### Your goal
Please set down each of the lines below once more, exactly, omitting all pictures.

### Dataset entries
>>>

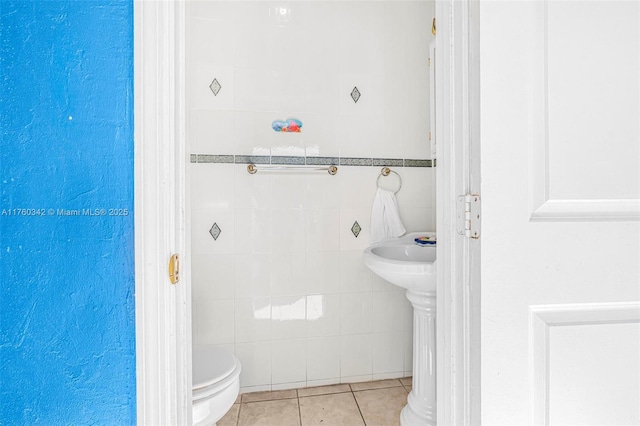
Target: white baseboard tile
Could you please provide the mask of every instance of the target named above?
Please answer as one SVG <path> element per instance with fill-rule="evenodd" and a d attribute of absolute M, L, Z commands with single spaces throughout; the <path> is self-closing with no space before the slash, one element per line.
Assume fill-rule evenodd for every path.
<path fill-rule="evenodd" d="M 339 385 L 340 377 L 336 377 L 334 379 L 322 379 L 322 380 L 307 380 L 308 388 L 313 388 L 316 386 L 331 386 L 331 385 Z"/>
<path fill-rule="evenodd" d="M 271 385 L 244 386 L 240 388 L 240 393 L 265 392 L 270 390 Z"/>
<path fill-rule="evenodd" d="M 370 382 L 373 380 L 373 376 L 371 374 L 366 374 L 363 376 L 345 376 L 340 378 L 340 383 L 360 383 L 360 382 Z"/>
<path fill-rule="evenodd" d="M 299 389 L 307 386 L 307 382 L 293 382 L 293 383 L 278 383 L 277 385 L 271 385 L 272 391 Z"/>
<path fill-rule="evenodd" d="M 377 373 L 374 374 L 372 379 L 373 380 L 387 380 L 387 379 L 401 379 L 403 377 L 406 377 L 404 374 L 404 371 L 397 371 L 397 372 L 393 372 L 393 373 Z"/>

<<<

### Solution
Target: white baseboard tile
Could you please provide the mask of every instance of the target named above?
Please answer as one SVG <path> element per instance with fill-rule="evenodd" and a d attribute of absolute M, L, Z commands with single spaces throughout; the <path> is self-closing with no space before the slash, one element per line.
Assume fill-rule evenodd for every path.
<path fill-rule="evenodd" d="M 339 385 L 340 377 L 336 377 L 334 379 L 322 379 L 322 380 L 307 380 L 308 388 L 313 388 L 316 386 L 331 386 L 331 385 Z"/>
<path fill-rule="evenodd" d="M 271 385 L 244 386 L 240 388 L 240 393 L 265 392 L 270 390 Z"/>
<path fill-rule="evenodd" d="M 370 382 L 373 380 L 373 376 L 371 374 L 366 374 L 363 376 L 345 376 L 340 378 L 340 383 L 360 383 L 360 382 Z"/>
<path fill-rule="evenodd" d="M 299 389 L 307 386 L 307 382 L 293 382 L 293 383 L 278 383 L 277 385 L 271 385 L 272 391 Z"/>
<path fill-rule="evenodd" d="M 377 373 L 374 374 L 372 379 L 373 380 L 387 380 L 387 379 L 401 379 L 403 377 L 406 377 L 404 374 L 404 371 L 397 371 L 397 372 L 393 372 L 393 373 Z"/>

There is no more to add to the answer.